[Items from a dataset]
——————
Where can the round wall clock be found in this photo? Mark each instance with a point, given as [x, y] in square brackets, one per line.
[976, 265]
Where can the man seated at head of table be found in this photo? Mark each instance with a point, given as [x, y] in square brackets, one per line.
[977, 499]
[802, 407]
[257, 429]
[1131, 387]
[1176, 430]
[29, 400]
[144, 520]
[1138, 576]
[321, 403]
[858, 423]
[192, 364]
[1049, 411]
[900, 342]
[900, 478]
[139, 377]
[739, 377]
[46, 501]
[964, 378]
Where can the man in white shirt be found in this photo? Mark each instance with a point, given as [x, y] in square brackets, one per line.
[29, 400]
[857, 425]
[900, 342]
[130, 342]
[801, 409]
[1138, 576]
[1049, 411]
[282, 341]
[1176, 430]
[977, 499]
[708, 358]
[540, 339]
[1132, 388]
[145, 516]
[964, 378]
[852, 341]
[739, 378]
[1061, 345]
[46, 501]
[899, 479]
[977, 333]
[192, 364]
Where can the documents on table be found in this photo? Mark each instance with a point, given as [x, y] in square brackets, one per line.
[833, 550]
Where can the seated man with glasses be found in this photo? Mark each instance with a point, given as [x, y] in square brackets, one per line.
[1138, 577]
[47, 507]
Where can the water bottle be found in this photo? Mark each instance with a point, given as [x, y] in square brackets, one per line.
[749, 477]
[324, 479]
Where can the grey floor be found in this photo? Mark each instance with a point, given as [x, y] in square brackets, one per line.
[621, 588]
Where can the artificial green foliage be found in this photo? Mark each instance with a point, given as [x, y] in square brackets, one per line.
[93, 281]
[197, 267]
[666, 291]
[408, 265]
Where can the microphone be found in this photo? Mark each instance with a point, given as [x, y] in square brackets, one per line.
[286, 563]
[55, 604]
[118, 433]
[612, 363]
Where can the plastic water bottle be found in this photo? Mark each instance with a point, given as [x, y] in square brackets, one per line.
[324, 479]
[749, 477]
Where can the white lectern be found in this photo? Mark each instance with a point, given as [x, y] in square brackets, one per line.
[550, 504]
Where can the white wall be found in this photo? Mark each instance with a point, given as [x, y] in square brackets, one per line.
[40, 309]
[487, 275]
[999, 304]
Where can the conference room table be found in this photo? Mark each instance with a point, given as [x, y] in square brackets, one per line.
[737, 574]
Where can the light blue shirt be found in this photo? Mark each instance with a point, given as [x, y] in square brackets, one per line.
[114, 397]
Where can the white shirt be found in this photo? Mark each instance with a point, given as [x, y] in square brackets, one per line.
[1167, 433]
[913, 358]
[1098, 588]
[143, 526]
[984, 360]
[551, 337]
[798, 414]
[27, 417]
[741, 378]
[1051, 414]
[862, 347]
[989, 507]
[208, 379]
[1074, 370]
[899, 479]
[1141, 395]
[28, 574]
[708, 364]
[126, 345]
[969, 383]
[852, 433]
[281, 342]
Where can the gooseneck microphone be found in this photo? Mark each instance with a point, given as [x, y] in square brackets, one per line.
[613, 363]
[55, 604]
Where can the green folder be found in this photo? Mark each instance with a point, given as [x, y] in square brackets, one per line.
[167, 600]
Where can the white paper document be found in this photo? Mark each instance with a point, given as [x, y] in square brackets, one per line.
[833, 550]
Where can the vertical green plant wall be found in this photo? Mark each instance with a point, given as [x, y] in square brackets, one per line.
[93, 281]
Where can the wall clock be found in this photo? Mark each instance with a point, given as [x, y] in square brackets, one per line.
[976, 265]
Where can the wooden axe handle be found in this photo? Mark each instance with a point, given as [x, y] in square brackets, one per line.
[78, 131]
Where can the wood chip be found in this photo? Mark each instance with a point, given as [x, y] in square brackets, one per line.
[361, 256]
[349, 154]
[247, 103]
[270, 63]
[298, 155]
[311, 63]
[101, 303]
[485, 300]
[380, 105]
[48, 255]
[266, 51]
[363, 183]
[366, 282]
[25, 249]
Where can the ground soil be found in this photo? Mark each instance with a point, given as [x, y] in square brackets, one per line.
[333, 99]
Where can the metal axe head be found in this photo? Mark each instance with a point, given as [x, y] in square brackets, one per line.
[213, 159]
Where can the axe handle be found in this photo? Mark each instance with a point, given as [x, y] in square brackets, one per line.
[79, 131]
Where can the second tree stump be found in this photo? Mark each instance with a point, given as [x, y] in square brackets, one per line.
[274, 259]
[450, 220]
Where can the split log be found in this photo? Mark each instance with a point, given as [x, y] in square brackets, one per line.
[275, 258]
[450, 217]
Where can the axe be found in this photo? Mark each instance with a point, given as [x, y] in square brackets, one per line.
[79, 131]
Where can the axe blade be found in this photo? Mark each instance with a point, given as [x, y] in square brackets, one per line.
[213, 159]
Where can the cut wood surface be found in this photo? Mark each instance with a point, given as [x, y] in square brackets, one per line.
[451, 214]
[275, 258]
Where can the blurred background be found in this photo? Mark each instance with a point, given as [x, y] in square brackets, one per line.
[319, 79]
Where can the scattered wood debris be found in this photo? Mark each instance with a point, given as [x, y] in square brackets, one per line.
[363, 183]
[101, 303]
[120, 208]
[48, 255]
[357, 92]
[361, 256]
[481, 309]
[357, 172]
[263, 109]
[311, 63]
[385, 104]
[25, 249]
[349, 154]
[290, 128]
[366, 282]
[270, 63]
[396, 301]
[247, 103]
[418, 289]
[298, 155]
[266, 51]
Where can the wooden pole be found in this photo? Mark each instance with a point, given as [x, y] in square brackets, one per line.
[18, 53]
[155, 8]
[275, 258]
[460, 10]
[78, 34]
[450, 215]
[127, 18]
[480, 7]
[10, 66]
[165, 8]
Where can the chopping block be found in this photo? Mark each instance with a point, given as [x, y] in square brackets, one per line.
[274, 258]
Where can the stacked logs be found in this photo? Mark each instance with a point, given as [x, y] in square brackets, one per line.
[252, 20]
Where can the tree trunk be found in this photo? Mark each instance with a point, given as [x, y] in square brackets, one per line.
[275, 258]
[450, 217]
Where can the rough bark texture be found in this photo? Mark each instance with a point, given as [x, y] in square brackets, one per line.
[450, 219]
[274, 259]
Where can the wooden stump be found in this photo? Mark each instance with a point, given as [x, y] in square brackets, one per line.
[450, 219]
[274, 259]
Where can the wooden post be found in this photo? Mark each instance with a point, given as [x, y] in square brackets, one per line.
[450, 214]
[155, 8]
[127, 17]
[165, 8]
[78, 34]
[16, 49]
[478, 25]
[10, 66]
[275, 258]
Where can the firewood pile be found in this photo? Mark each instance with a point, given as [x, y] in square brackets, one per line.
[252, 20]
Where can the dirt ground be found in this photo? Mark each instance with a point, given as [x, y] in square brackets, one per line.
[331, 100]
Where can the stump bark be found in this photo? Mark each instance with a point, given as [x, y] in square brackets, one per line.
——————
__What is required__
Copy out exactly the lines between the line with "Where can the wooden pole" and the last line of the entries, counting both of those lines.

__Correct result__
Where can the wooden pole be found in this photo? Mark each instance with a point, given as [x, y] in square brackets, one per line.
[18, 53]
[155, 8]
[275, 258]
[460, 10]
[78, 34]
[450, 215]
[127, 18]
[480, 7]
[10, 66]
[165, 8]
Where can the chopping block be found in this photo? Mark each instance with a point, given as [x, y] in square brackets, one per line.
[274, 258]
Where can the stacked logs be found in this photo? Mark each instance with a point, given as [x, y] in square brackets, one per line.
[252, 20]
Where can the tree trunk be found in this photo? Mark each instance with a point, given as [x, y] in square brackets, one per line.
[275, 258]
[450, 217]
Where can the rough bark texture be found in this photo? Mark each instance with a point, given as [x, y] in square brackets, one per line.
[450, 219]
[274, 259]
Where can the wooden stump be found in this photo? Mark each instance with a point, given as [x, y] in square brackets, one per line.
[450, 219]
[274, 259]
Where can the wooden post be found in this photo? Mark each instance with a point, given as [x, y] in square brackets, one per line.
[450, 214]
[155, 8]
[127, 17]
[165, 8]
[78, 34]
[16, 49]
[478, 25]
[10, 66]
[275, 258]
Where can the firewood pile be found in this photo? Mark each instance with a point, given as [x, y] in square brackets, one per line.
[252, 20]
Where can the dirt ground be found in this photo? Mark each instance with a point, given as [x, y] in square brackets, one per line.
[331, 100]
Where can the stump bark be found in this photo? Mark each instance with a point, given as [x, y] in square brackets, one per line.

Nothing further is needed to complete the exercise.